== Extract ==
╔══

Syria: the “largest early childhood intervention in the history of humanitarian response” is underway in Syria to support over a million children and their caregivers in improving cognitive and social-emotional skills.


U.S.A.: A new policy proposed by the Department of Education “would weaken the federal government’s hold on accreditors, the watchdogs that allow educational institutions to access millions in financial aid.”


The World #1: The five-yearly Teaching and Learning International Survey (TALIS) has just been released, presenting findings on the working conditions and learning environments of teachers and school leaders around the world. Here’s what the report has highlighted for Australia: article #1, article #2.


The World #2: Save the Children has released its third annual Global Childhood Report, focusing on “the major reasons why childhood comes to an early end”, as well as data on “ill-health, malnutrition, exclusion from education, child labor, child marriage, early pregnancy and violent death”


Evaluation & Research Practices

An international consortium of research funders, cOAlition S, has developed Plan S — a means of achieving “full and immediate Open Access to peer-reviewed scholarly publicationsfrom research funded by public and private grants”. Read on.


“Classrooms are just too complicated for research ever to tell teachers what to do.” So what’s the role of research in education? Emeritus Professor Dylan Wiliam explains.

╚══

== Source material ==
╔══

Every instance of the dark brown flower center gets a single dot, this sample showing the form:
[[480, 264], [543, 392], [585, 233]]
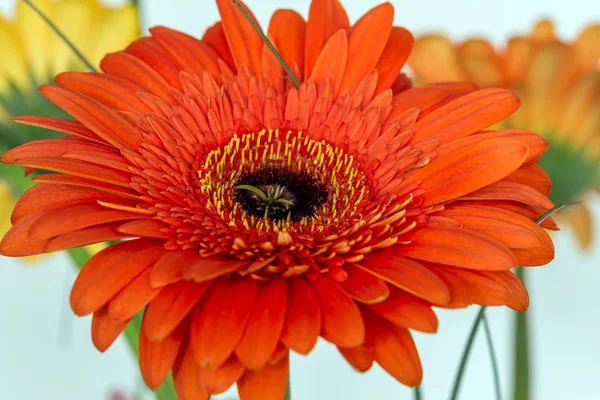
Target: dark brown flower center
[[280, 193]]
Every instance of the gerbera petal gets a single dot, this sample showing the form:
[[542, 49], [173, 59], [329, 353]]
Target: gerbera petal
[[480, 163], [512, 229], [332, 60], [303, 317], [287, 32], [244, 42], [341, 321], [105, 123], [84, 237], [109, 271], [104, 330], [78, 216], [217, 327], [393, 58], [466, 115], [170, 307], [408, 275], [368, 37], [459, 247], [267, 384], [133, 298], [112, 91], [404, 309], [219, 380], [192, 54], [75, 128], [325, 17], [395, 350], [185, 378], [157, 358], [265, 323], [364, 286]]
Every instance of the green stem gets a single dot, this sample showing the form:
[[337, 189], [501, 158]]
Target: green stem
[[467, 350], [417, 393], [521, 377], [288, 388], [80, 256], [493, 359]]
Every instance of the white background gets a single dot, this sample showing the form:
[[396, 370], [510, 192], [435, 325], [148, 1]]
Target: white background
[[46, 352]]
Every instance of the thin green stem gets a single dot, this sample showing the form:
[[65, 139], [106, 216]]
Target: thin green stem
[[493, 359], [265, 39], [467, 350], [417, 393], [288, 387], [61, 35], [521, 377]]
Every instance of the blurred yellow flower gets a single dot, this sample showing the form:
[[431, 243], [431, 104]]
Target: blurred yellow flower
[[35, 55], [559, 87]]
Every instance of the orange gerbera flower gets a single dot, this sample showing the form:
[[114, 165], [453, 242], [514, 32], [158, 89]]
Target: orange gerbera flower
[[262, 216], [559, 84]]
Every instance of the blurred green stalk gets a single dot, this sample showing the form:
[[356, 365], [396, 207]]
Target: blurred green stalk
[[521, 377]]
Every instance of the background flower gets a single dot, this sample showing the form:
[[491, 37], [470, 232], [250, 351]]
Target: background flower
[[559, 86]]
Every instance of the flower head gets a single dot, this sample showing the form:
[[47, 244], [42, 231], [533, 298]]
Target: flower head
[[261, 216], [559, 85]]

╚══

== Work order A ==
Decide whether each statement below agrees with the education news roundup, answering yes or no and quoting the deciding words from it.
(i) The intervention in Syria is meant to support more than a million children and their caregivers.
(ii) The Teaching and Learning International Survey is released every ten years.
(iii) Save the Children's Global Childhood Report is appearing for the first time.
== Work order B ==
According to the education news roundup, who explains the role of research in education?
== Work order C ==
Carry on the education news roundup from its final sentence.

== Written response A ==
(i) Yes: "to support over a million children and their caregivers"
(ii) No: "The five-yearly Teaching and Learning International Survey (TALIS)"
(iii) No: "its third annual Global Childhood Report"

== Written response B ==
Emeritus Professor Dylan Wiliam.

== Written response C ==
And should teachers know the basic science of how children learn? A response from cognitive psychologist, Daniel T. Willingham.


Maths, Science & Tech

You can’t get more ‘real world maths’ than this…

  • Waiting for a taxi or a next-day delivery are examples of ‘dynamic resource allocation problems’. “They crop up anywhere you find a limited resource that needs to be assigned in real time. … They will also be essential for tackling some of the world’s most fundamental and complex issues, including climate change."

  • Basil plants are decussate, bamboo leaves are distichous and the Japanese shrub Orixa japonica is, well, orixate. What do these mean, and what’s the mathematics involved in these plants? Read on.

  • “[A] retired couple from Michigan, Jerry and Marge Selbee, made $26 million winning various state lottery games dozens of times.” But it wasn’t a con, scam or inside job. It was plain and simple (alright, reasonably complex) mathematics.

Thanks to a three-page paper posted online by Russian mathematician Yaroslav Shitov, a 53 year-old conjecture has been disproved. Shitov has shown “that there are better ways to color certain networks than many mathematicians had supposed possible.”


How do you prove something? To scientistists, this word is “used rarely and with great care”. In law, it falls to a balance of evidence including “beyond reasonable doubt” for criminal cases. In mathematics, this isn’t enough. Proof must be “beyond any doubt”. Read on.


The American Mathematical Society and the Mathematical Association of America have compiled a series of stories by mathematicians on resilience throughout their career. Included in the compilation is a piece by Australian mathematician Terence Tao who has summarised his story here.


The 50th anniversary of the Apollo 11 Moon Landing is coming up. Teen Vogue is helping us to understand the role of women in the mission, and what advice 12 STEM advocates have for girls and young women today.


For a blood transfusion to be possible, compatibility between the patient and donor’s blood type is needed. New research, however, has found microbes in the human gut which “produce two enzymes that can convert the common type A into a more universally accepted type”.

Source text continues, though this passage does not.